- _SOURCE_:

During a raid in May, West Virginia State Police troopers found that Kenneth Holliday stocked about $100,000 worth of synthetic marijuana, also known as "K2," in his Secret Pleasures shop at 6912 MacCorkle Ave. S.W.
On Thursday, after police lab technicians confirmed that the product contained chemicals banned for sale in West Virginia, Kanawha County Circuit Judge Duke Bloom permanently barred Holliday from selling any of the merchandise he previously sold in the store, including adult toys, drug paraphernalia and pornographic videos.
By selling the illegal K2 drug, Holliday had violated the terms of a legal agreement he reached with the Kanawha County Planning Commission last August.
County assistant prosecutor Fred Giggenbach told Bloom the state agreed not to charge Holliday with possession with intent to deliver a controlled substance. The out-of-state companies that supplied the products apparently assured Holliday that synthetic marijuana, often marketed as incense, was legal in West Virginia. State legislation to ban the sale of synthetic drugs went into effect in mid-April.
The companies had attached stickers to the packages of the drugs, claiming that the "incense" did not contain banned chemicals.
"People don't go to Secret Pleasures and purchase K2 over and over to burn incense in their house," Giggenbach said later. "You'd have to be brain dead to not know that people were trying to get high off of this K2 stuff."

- _MATERIAL PROVIDED_:
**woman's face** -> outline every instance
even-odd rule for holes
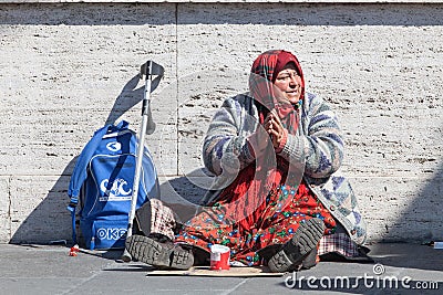
[[[274,84],[279,88],[286,98],[297,104],[301,95],[301,77],[297,74],[292,63],[287,64],[276,77]]]

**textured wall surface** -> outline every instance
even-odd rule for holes
[[[197,201],[210,116],[268,49],[337,112],[369,239],[443,239],[442,38],[442,4],[0,4],[0,242],[70,239],[76,156],[105,123],[140,128],[147,60],[162,198]]]

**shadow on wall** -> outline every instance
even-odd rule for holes
[[[419,186],[420,183],[418,183]],[[443,241],[443,164],[408,204],[406,210],[389,224],[382,241]],[[396,196],[401,198],[401,196]],[[427,229],[423,224],[427,223]],[[420,226],[416,226],[420,224]],[[405,240],[406,236],[406,240]],[[408,239],[408,236],[411,236]]]

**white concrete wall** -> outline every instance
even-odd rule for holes
[[[106,122],[138,129],[147,60],[163,198],[198,200],[210,116],[268,49],[338,113],[369,239],[443,239],[442,36],[442,4],[0,3],[0,242],[70,239],[75,158]]]

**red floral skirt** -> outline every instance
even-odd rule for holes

- _THE TASKS_:
a - According to the article on the Secret Pleasures shop, when did West Virginia's law banning the sale of synthetic drugs take effect?
b - Rewrite the entire listing with "outline every instance" switched to "trace each occurrence" everywhere it occurs, leaving everything else unchanged and the pictures out.
The article and the listing come from separate, unrelated sources.

- _RESULTS FOR THE EXERCISE_:
a - Mid-April

b -
**woman's face** -> trace each occurrence
even-odd rule for holes
[[[274,84],[279,88],[286,98],[297,104],[301,95],[301,77],[297,74],[292,63],[287,64],[276,77]]]

**textured wall surface** -> trace each occurrence
even-odd rule for holes
[[[197,201],[210,116],[268,49],[337,112],[369,239],[443,239],[442,38],[442,4],[0,4],[0,242],[70,239],[76,156],[105,123],[140,128],[147,60],[162,198]]]

**shadow on wall** -> trace each occurrence
even-odd rule for holes
[[[419,186],[420,183],[418,183]],[[443,241],[443,164],[408,204],[406,210],[389,224],[382,241]],[[396,196],[401,198],[401,196]],[[427,229],[423,224],[427,223]],[[420,226],[416,226],[420,224]],[[405,240],[406,236],[406,240]],[[408,239],[408,236],[411,236]]]

**white concrete wall** -> trace each occurrence
even-odd rule for holes
[[[106,122],[138,129],[147,60],[163,198],[198,200],[210,116],[268,49],[338,113],[369,239],[443,239],[442,36],[442,4],[0,3],[0,242],[70,239],[75,158]]]

**red floral skirt** -> trace each occurrence
even-odd rule for holes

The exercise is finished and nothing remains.